◆ Task to carry out ◆
The lines to be extracted begin at the line containing "Note: one point per instance of the gothic" and end at the last line of the data below; copy them exactly and leave out the pictures.

## BEGIN

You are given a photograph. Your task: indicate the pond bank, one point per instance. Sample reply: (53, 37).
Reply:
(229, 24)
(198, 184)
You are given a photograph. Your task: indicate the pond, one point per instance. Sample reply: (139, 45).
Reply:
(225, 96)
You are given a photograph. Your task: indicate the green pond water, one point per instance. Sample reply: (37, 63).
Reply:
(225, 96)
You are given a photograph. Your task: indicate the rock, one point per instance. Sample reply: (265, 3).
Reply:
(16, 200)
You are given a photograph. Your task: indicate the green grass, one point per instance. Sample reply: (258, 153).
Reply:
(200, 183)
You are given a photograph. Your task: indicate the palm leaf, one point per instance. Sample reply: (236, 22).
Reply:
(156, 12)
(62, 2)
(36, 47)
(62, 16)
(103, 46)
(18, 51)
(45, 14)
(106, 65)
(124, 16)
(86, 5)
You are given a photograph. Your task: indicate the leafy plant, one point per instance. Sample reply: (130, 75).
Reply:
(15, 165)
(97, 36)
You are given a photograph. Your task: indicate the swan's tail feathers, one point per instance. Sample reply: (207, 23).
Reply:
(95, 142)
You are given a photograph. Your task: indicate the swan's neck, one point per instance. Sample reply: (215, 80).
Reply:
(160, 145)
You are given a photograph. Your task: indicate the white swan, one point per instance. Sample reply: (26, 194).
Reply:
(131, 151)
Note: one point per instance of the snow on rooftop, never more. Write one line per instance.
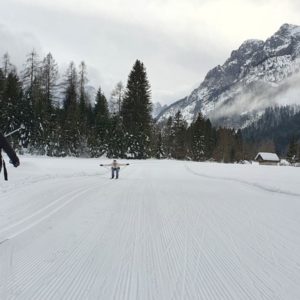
(268, 156)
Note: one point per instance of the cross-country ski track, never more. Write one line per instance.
(164, 230)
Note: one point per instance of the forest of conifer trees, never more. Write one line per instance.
(58, 118)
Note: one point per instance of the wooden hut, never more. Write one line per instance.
(267, 158)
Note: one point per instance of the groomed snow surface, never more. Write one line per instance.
(164, 230)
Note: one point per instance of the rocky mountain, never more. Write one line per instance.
(157, 108)
(257, 75)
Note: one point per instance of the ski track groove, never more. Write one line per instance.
(251, 184)
(191, 251)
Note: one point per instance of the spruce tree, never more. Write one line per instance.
(136, 112)
(198, 139)
(99, 141)
(70, 116)
(179, 129)
(292, 151)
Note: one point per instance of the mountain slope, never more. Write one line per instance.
(257, 75)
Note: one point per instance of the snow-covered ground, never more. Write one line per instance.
(164, 230)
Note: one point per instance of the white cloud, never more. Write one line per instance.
(179, 41)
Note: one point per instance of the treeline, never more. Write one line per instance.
(59, 118)
(200, 141)
(277, 130)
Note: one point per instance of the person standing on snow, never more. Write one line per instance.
(11, 154)
(115, 168)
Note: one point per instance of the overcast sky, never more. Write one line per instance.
(179, 41)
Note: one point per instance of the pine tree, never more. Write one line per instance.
(168, 138)
(136, 112)
(116, 99)
(70, 116)
(48, 113)
(292, 151)
(198, 139)
(179, 129)
(99, 143)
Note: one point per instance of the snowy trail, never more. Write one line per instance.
(159, 232)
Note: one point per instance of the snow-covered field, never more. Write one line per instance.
(164, 230)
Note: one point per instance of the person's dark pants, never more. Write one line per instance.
(115, 171)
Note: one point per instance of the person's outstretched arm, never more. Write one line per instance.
(9, 151)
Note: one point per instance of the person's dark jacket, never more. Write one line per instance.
(9, 151)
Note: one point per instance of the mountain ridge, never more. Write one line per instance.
(252, 75)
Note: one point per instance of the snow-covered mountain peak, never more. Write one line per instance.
(247, 82)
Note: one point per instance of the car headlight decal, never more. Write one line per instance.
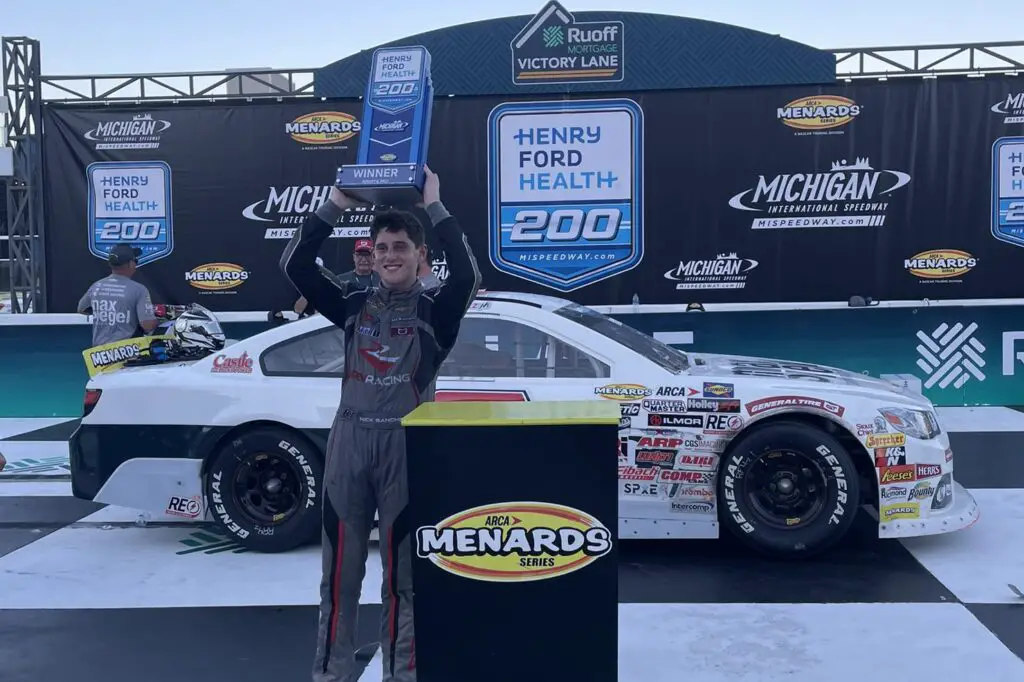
(920, 424)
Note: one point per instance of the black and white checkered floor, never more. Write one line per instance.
(87, 595)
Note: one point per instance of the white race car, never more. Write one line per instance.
(782, 454)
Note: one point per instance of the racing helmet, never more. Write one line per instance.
(198, 329)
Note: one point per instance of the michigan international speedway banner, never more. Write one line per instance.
(901, 189)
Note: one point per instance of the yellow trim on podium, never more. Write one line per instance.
(550, 413)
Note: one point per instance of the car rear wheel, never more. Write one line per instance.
(263, 488)
(787, 489)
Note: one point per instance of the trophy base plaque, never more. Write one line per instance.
(399, 185)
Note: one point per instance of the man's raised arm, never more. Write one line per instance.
(464, 279)
(298, 262)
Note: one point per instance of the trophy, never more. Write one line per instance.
(393, 144)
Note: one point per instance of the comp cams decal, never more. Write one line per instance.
(514, 542)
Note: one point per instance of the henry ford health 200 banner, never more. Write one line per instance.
(565, 190)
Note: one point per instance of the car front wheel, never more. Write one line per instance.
(263, 488)
(787, 488)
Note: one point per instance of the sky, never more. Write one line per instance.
(127, 36)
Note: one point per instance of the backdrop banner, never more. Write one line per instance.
(904, 189)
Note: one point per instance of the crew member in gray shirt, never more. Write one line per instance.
(121, 307)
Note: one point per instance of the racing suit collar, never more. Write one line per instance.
(394, 295)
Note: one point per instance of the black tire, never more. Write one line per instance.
(800, 518)
(237, 489)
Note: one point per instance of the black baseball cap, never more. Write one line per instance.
(122, 254)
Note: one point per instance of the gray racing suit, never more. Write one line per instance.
(395, 342)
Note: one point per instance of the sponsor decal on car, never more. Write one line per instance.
(903, 474)
(685, 491)
(922, 491)
(892, 457)
(699, 443)
(323, 128)
(184, 507)
(640, 489)
(687, 421)
(217, 276)
(698, 461)
(514, 542)
(676, 391)
(893, 493)
(692, 507)
(659, 441)
(900, 510)
(712, 405)
(719, 390)
(227, 365)
(623, 391)
(786, 401)
(683, 476)
(664, 407)
(885, 440)
(654, 457)
(637, 473)
(817, 115)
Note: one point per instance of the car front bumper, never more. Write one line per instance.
(963, 513)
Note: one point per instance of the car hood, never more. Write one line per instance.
(794, 374)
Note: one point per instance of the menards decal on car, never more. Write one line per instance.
(623, 391)
(781, 401)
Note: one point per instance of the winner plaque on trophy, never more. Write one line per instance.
(395, 129)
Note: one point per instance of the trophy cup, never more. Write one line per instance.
(388, 170)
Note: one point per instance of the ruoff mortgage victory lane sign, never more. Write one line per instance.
(555, 48)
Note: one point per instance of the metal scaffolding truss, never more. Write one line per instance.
(930, 60)
(180, 86)
(26, 87)
(23, 228)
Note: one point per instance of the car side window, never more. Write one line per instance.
(492, 347)
(318, 354)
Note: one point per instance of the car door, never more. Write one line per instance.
(310, 368)
(504, 358)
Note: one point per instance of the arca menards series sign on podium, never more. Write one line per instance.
(514, 542)
(565, 190)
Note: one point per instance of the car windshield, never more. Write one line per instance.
(660, 353)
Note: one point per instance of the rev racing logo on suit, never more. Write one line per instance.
(623, 391)
(514, 542)
(818, 115)
(286, 207)
(848, 195)
(217, 278)
(139, 132)
(323, 130)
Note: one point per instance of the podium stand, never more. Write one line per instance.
(514, 514)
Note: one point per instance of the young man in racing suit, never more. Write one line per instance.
(396, 336)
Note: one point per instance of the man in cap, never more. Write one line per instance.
(363, 274)
(121, 307)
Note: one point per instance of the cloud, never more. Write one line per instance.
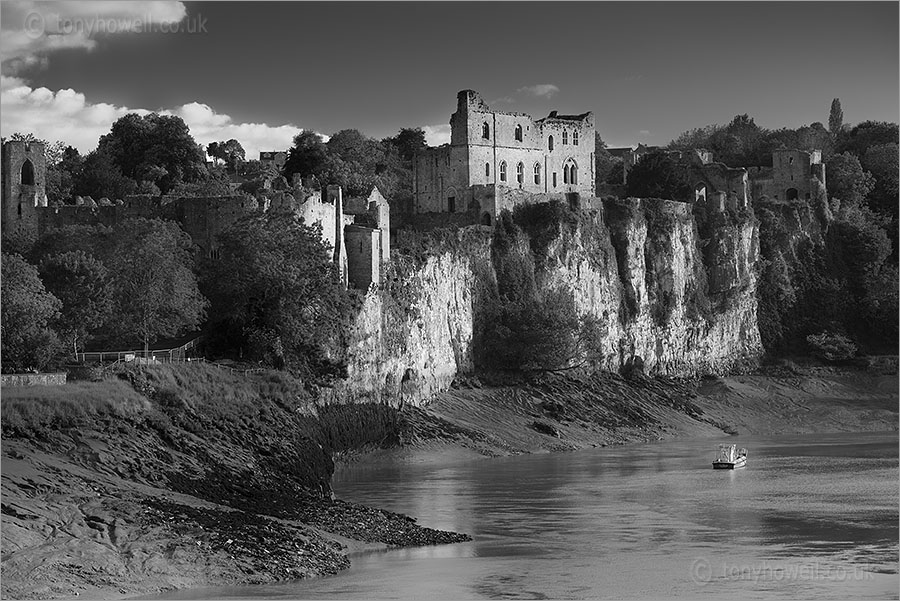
(547, 90)
(67, 115)
(435, 135)
(31, 30)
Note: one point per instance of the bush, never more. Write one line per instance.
(832, 347)
(34, 409)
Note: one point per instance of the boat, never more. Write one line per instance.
(730, 457)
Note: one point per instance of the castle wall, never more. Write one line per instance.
(363, 246)
(21, 197)
(484, 146)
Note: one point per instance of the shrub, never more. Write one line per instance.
(832, 347)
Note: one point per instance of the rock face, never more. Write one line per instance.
(670, 289)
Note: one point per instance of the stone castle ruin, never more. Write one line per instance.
(23, 179)
(357, 230)
(492, 153)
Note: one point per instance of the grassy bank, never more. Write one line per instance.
(182, 476)
(189, 476)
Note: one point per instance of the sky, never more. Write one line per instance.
(261, 72)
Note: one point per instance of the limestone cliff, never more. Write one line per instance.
(675, 289)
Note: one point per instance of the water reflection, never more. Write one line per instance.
(809, 517)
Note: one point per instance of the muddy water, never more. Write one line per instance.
(810, 517)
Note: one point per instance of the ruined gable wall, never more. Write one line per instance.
(582, 154)
(363, 261)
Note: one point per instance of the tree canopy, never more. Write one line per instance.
(28, 342)
(276, 295)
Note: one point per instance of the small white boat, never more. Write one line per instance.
(730, 457)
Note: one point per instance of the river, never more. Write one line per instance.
(812, 517)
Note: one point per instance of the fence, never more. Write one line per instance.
(154, 356)
(55, 379)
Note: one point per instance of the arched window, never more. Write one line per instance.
(570, 172)
(27, 173)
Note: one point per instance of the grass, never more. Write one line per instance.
(37, 408)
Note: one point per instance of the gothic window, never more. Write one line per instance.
(27, 173)
(570, 172)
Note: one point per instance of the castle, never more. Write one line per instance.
(358, 230)
(490, 151)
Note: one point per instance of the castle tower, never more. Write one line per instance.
(334, 196)
(24, 178)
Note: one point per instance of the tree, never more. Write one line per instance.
(81, 283)
(101, 177)
(866, 134)
(882, 162)
(276, 295)
(847, 180)
(695, 138)
(659, 175)
(741, 143)
(835, 117)
(409, 142)
(230, 152)
(605, 163)
(306, 156)
(27, 340)
(216, 183)
(154, 289)
(88, 239)
(153, 144)
(541, 333)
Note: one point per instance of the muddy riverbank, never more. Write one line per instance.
(168, 479)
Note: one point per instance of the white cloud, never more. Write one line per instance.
(31, 30)
(435, 135)
(547, 90)
(67, 115)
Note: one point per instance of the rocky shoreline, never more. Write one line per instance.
(177, 494)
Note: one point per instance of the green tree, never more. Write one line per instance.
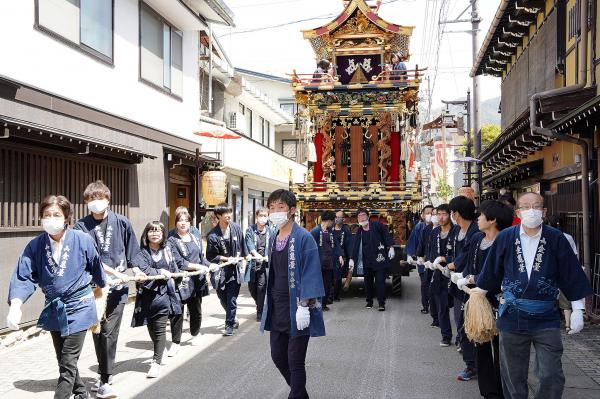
(443, 189)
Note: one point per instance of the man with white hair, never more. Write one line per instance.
(528, 264)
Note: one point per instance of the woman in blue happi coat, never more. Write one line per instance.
(156, 301)
(528, 265)
(293, 308)
(62, 262)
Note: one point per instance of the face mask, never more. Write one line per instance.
(98, 206)
(262, 220)
(53, 226)
(532, 218)
(278, 218)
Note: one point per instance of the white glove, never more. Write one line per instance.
(454, 277)
(576, 321)
(391, 253)
(14, 314)
(302, 317)
(462, 282)
(165, 273)
(203, 269)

## END

◆ Response to this task ◆
Note: one point per instance of the gothic window, never more. Write one line per instance.
(27, 173)
(570, 172)
Note: one point per instance of the castle, never more. Write one line per instance.
(358, 230)
(490, 151)
Note: one point per instance of the castle tower, never more. Write one line per instance.
(334, 196)
(24, 178)
Note: one point per instance of the tree, never more. Write one line per instance.
(81, 283)
(101, 177)
(866, 134)
(882, 162)
(276, 295)
(847, 180)
(695, 138)
(659, 175)
(741, 143)
(835, 117)
(409, 142)
(230, 152)
(605, 163)
(306, 156)
(27, 340)
(216, 183)
(154, 289)
(88, 239)
(153, 144)
(541, 333)
Note: one point per instance of the muddy riverbank, never more. Write one line per instance.
(168, 479)
Note: one point per instance of the white cloud, never more. Write one line per instance.
(31, 30)
(435, 135)
(547, 90)
(67, 115)
Note: one point per instance of the rocky shoreline, never more. Write one line per instance.
(177, 494)
Note: one point per instance of the green tree, never more. Write one line per instance.
(443, 189)
Note: one point per instance of the man with white hair, never more. Write one line per instance.
(528, 264)
Note: one point per instance of the woman in blue happi coat, never more. Write one line per instance.
(156, 301)
(528, 265)
(293, 308)
(62, 262)
Note: one point per instance of the face mask, never more. Write one line per instance.
(98, 206)
(262, 220)
(53, 226)
(532, 218)
(278, 218)
Note: one point per instance of the white glove, never more. Write one line per instance.
(454, 277)
(576, 321)
(391, 253)
(14, 314)
(302, 317)
(462, 282)
(165, 273)
(203, 269)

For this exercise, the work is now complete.